» EXERCISE REQUIREMENTS: The lines to repeat run from the one containing "the man's forearm?" through the last line of the records below; repeat them exactly and give nothing more.

» Records drawn from a dataset:
· · ·

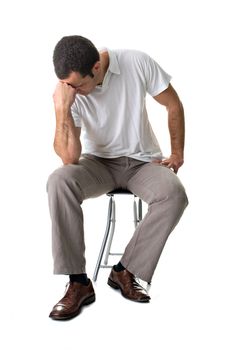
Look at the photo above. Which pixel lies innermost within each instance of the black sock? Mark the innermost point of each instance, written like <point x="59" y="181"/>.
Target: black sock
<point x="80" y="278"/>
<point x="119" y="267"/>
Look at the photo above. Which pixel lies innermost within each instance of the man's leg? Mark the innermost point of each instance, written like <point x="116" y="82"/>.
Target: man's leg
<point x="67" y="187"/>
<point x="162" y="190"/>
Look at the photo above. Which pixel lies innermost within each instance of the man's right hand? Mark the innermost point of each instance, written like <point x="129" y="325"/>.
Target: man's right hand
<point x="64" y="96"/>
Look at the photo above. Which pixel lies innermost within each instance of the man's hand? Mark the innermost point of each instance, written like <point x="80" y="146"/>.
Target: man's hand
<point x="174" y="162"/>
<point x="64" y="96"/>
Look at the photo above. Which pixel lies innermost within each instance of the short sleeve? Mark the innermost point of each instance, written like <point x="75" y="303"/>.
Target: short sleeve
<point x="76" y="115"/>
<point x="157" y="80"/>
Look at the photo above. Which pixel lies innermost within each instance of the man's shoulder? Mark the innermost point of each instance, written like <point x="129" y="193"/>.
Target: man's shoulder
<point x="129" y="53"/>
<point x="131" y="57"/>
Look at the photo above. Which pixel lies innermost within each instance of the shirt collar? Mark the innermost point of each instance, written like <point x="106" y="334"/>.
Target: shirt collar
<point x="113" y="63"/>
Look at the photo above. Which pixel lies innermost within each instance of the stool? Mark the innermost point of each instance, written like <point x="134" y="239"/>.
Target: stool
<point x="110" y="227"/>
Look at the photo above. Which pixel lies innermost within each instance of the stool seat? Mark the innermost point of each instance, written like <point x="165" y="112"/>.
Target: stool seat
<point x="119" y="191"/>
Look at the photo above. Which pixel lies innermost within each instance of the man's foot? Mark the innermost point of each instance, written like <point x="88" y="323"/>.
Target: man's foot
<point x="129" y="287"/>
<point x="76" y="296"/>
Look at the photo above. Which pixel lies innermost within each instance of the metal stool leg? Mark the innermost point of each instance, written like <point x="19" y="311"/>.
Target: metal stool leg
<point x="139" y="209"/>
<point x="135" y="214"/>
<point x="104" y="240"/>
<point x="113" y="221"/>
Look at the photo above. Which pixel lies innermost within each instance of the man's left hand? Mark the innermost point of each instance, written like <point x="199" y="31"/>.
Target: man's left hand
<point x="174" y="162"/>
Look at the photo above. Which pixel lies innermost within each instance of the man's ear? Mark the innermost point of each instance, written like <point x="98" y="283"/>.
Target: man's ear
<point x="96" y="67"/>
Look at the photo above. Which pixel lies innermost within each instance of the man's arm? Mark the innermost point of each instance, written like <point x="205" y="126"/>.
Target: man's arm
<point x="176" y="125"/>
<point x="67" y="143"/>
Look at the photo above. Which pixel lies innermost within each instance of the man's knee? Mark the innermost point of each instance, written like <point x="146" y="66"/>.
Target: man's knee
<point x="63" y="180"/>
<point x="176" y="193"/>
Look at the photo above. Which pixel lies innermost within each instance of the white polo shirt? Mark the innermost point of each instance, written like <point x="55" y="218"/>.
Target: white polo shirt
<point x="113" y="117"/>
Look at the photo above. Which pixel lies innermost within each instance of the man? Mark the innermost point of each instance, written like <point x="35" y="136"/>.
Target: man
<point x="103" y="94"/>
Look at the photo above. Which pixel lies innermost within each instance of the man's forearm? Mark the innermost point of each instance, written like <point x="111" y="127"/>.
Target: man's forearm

· · ·

» EXERCISE ANSWER:
Look at the photo above. Which pixel lies innermost within each instance of the man's forearm? Mark the innermost point of each instance, written like <point x="111" y="127"/>.
Target: man's forearm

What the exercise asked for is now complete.